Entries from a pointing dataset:
** begin **
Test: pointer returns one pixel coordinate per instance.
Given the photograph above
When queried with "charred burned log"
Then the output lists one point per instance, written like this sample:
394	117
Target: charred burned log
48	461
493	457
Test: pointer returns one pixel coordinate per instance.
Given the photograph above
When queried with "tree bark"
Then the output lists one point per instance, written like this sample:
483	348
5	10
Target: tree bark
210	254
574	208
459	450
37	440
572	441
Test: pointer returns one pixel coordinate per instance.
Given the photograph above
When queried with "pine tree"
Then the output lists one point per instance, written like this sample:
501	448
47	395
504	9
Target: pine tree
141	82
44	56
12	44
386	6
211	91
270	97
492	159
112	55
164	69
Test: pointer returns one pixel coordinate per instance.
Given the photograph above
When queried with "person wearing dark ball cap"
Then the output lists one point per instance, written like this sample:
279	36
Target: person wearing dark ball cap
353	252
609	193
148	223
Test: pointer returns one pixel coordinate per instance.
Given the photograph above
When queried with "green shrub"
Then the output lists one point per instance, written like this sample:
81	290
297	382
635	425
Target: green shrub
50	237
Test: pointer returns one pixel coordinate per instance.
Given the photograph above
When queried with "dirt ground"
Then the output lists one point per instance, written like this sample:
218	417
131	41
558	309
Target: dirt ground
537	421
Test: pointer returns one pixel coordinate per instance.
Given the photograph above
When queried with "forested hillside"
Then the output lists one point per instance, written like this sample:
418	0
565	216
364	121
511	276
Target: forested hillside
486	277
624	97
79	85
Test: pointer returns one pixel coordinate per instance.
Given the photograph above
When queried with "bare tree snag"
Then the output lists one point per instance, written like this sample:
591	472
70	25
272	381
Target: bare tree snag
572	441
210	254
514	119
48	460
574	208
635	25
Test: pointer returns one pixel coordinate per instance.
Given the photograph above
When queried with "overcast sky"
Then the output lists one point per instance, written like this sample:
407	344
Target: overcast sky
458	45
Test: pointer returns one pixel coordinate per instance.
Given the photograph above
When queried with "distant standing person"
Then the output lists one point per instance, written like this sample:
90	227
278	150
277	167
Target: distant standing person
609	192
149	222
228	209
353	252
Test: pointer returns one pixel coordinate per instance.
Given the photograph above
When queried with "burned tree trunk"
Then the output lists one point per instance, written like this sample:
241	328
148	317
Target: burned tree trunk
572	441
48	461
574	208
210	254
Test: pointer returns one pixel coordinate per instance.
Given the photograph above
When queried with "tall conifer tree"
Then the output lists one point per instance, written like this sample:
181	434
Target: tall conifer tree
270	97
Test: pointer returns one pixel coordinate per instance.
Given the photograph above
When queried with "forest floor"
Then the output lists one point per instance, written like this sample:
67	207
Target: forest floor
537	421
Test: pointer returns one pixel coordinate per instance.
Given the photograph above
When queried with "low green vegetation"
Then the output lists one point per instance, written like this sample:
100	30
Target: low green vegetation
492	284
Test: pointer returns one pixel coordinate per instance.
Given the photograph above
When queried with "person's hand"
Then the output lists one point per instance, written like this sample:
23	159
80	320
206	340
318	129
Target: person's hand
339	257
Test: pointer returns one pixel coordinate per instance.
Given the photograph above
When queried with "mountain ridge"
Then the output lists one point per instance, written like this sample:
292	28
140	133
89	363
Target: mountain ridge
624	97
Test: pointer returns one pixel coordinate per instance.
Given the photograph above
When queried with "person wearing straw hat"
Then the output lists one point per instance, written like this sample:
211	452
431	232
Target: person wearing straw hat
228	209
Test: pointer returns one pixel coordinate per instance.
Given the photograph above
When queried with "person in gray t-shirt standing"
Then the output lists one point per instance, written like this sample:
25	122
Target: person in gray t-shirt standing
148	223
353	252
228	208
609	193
** end **
Please report every line of the material above that contains the word "person", copying each line in full.

• Solution for this task:
When queried with "person wearing dark ball cap"
Target: person wearing dark ball cap
When queried with "distant standing person"
Target: distant standing person
When queried with "person's hand"
Target: person's hand
When queried with "person wearing straw hat"
Target: person wearing straw hat
When queried with "person in gray t-shirt standing"
Target: person in gray t-shirt standing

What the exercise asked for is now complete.